(Bounding-box records)
—————

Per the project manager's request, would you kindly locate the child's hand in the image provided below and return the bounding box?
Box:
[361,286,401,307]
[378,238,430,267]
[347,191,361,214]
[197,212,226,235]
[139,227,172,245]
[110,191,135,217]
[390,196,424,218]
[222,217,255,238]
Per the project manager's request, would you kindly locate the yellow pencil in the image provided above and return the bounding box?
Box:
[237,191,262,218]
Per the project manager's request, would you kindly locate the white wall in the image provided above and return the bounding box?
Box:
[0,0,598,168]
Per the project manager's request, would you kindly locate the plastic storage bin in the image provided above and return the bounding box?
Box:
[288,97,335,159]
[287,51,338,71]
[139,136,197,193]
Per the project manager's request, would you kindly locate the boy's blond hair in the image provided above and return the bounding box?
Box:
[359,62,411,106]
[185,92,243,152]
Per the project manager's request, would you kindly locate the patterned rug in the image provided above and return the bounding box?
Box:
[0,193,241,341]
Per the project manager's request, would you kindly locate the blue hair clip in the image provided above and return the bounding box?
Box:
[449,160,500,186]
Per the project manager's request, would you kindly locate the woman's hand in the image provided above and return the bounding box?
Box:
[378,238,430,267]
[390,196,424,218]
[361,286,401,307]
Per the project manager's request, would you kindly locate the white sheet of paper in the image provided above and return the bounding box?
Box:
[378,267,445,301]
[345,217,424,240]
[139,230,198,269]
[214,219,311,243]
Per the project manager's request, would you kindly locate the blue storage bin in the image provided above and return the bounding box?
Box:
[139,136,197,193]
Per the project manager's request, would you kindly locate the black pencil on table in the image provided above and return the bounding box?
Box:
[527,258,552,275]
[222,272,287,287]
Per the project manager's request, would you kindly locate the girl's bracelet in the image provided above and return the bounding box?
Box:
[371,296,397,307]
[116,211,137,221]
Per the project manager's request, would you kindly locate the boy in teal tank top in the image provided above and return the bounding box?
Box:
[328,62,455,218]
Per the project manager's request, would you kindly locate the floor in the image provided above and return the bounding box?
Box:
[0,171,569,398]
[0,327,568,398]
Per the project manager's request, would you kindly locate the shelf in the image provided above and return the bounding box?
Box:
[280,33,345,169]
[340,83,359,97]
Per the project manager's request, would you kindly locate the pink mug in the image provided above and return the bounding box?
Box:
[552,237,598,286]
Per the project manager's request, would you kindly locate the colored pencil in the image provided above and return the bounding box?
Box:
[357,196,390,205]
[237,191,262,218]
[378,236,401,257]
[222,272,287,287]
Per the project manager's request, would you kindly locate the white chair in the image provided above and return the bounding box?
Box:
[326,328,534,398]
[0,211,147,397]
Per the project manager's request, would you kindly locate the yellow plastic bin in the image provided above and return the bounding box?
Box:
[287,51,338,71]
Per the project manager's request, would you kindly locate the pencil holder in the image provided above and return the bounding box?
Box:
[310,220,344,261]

—————

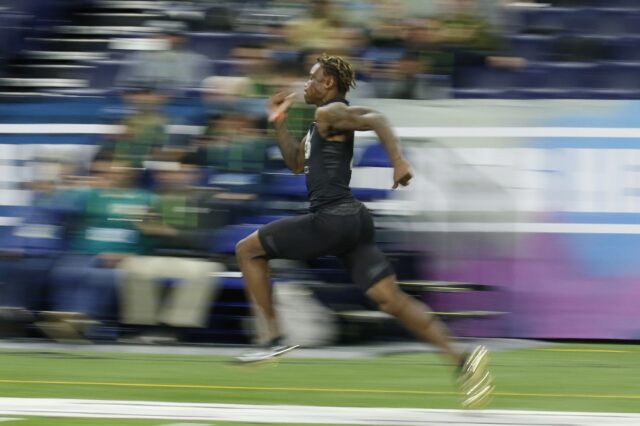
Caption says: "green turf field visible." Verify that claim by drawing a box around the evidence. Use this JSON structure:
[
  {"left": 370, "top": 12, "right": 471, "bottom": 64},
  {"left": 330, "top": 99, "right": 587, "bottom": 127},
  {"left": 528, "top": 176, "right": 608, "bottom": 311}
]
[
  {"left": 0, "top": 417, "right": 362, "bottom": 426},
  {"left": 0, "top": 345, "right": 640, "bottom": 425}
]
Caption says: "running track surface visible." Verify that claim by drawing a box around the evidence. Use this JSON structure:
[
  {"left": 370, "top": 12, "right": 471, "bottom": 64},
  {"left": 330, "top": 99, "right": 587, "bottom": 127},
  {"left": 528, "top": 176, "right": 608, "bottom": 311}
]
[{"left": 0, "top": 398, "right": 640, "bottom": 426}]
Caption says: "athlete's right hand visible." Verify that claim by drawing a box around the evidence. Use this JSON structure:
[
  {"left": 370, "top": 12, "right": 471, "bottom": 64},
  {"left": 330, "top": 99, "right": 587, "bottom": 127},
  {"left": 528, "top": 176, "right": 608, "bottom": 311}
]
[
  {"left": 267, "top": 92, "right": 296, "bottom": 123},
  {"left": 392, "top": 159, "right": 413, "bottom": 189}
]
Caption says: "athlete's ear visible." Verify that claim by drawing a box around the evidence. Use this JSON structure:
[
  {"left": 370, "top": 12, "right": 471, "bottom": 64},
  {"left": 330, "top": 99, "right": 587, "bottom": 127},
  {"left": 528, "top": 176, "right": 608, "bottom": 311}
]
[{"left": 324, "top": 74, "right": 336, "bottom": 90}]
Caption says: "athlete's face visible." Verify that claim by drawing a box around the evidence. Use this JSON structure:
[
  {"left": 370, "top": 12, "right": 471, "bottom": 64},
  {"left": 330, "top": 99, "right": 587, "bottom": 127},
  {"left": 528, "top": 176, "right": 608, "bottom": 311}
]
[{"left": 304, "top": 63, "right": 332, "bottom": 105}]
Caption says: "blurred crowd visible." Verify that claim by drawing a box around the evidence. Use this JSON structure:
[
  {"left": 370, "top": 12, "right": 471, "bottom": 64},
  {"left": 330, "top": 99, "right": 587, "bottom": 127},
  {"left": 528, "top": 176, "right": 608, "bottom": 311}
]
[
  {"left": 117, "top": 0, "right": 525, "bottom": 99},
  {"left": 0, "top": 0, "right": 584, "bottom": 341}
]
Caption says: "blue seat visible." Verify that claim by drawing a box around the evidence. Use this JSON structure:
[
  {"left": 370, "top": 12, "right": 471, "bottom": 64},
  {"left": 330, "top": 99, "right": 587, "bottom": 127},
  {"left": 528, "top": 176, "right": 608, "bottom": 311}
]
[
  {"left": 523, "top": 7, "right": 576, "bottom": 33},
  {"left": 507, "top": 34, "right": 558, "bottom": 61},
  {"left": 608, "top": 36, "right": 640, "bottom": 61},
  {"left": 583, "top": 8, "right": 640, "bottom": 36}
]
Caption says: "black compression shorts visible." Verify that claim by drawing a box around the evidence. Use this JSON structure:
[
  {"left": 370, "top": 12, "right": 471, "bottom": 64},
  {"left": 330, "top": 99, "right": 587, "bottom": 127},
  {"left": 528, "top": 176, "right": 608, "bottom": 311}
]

—————

- _Given exercise_
Convert the records from the line containing "locate the pencil" through the line containing "[310,220,344,261]" into a two-column CSV with the headers text and box. Give one row per record, enclose each field in double quotes, and replace any line breaks with spaces.

- _Response for this exercise_
text,box
"Per the project manager's request, would you kindly locate the pencil holder in the image provided above and return the bounding box? Box:","[310,220,344,261]"